> **What the task asks**:
Type out the records that follow, exactly as given.

> **Records for this exercise**:

◆ ◆ ◆ ◆

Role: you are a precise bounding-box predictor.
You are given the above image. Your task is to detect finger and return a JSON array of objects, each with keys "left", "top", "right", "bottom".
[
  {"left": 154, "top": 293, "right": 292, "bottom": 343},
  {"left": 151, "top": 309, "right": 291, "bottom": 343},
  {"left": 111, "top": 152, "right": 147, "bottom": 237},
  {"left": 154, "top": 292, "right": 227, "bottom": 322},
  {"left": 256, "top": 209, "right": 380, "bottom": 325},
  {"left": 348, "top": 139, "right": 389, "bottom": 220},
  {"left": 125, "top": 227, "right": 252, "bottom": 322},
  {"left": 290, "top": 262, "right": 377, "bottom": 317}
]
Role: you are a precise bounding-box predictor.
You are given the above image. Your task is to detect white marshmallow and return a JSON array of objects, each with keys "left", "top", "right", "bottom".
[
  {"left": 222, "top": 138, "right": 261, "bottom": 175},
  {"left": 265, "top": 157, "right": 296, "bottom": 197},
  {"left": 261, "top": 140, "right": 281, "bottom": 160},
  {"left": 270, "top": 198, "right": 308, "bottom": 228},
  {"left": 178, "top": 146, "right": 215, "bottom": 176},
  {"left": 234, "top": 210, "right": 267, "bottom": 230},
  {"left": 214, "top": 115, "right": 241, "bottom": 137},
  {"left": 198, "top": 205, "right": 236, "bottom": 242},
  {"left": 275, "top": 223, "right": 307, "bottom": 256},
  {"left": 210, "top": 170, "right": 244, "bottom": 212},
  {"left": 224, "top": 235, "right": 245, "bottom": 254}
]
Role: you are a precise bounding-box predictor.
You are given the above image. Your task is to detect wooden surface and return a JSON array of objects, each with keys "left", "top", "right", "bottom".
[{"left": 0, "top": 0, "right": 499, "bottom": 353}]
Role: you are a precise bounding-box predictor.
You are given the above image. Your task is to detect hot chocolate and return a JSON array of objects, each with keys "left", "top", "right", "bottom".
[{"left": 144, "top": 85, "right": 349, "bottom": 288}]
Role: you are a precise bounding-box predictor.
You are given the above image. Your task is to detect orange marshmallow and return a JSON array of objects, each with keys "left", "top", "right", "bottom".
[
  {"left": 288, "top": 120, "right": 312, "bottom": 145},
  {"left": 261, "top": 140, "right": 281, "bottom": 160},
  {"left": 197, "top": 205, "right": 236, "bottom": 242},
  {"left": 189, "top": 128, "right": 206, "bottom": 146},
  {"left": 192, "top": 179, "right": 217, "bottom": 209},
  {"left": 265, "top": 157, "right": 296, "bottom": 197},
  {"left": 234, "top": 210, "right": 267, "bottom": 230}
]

◆ ◆ ◆ ◆

> **Solution to this exercise**:
Role: you are a precise bounding-box predictor.
You are given the above image. Your task is to detect finger and return a JSON array of objects, each with keys "left", "top", "right", "bottom".
[
  {"left": 154, "top": 293, "right": 292, "bottom": 343},
  {"left": 151, "top": 309, "right": 291, "bottom": 343},
  {"left": 111, "top": 152, "right": 147, "bottom": 237},
  {"left": 154, "top": 292, "right": 227, "bottom": 322},
  {"left": 256, "top": 209, "right": 380, "bottom": 325},
  {"left": 348, "top": 139, "right": 389, "bottom": 220},
  {"left": 125, "top": 227, "right": 252, "bottom": 322},
  {"left": 290, "top": 262, "right": 377, "bottom": 317}
]
Role: you are a precise bounding-box predictor.
You are given the above image. Your task is to detect white marshmallow and return a JSON array of objects, each with keys "left", "top", "right", "bottom".
[
  {"left": 222, "top": 138, "right": 261, "bottom": 175},
  {"left": 265, "top": 157, "right": 296, "bottom": 197},
  {"left": 261, "top": 140, "right": 281, "bottom": 160},
  {"left": 270, "top": 198, "right": 308, "bottom": 228},
  {"left": 178, "top": 146, "right": 215, "bottom": 176},
  {"left": 234, "top": 210, "right": 267, "bottom": 230},
  {"left": 214, "top": 115, "right": 241, "bottom": 137},
  {"left": 198, "top": 205, "right": 236, "bottom": 242},
  {"left": 275, "top": 223, "right": 307, "bottom": 256},
  {"left": 210, "top": 170, "right": 244, "bottom": 212},
  {"left": 224, "top": 235, "right": 245, "bottom": 254}
]
Role: you are a precise bounding-box predictor.
You are given the above image. Your task is to detect wooden surface and return a JSON array of objects, each with keys "left", "top", "right", "bottom".
[{"left": 0, "top": 0, "right": 499, "bottom": 353}]
Role: you are a precise bounding-box predictor.
You are given the above image. Your task is to detect hot chocolate and return a JSON array of objects, each with keys "left", "top", "right", "bottom".
[{"left": 144, "top": 85, "right": 349, "bottom": 288}]
Role: you are a precise bounding-box predictor.
You are given the above image. Your task is to detect orange marshmallow and return a JSON array of objects, each with keys "left", "top", "right", "bottom".
[
  {"left": 288, "top": 120, "right": 312, "bottom": 145},
  {"left": 261, "top": 140, "right": 281, "bottom": 160},
  {"left": 197, "top": 205, "right": 236, "bottom": 242},
  {"left": 189, "top": 128, "right": 206, "bottom": 146},
  {"left": 192, "top": 179, "right": 217, "bottom": 209},
  {"left": 265, "top": 157, "right": 296, "bottom": 197},
  {"left": 234, "top": 210, "right": 267, "bottom": 230}
]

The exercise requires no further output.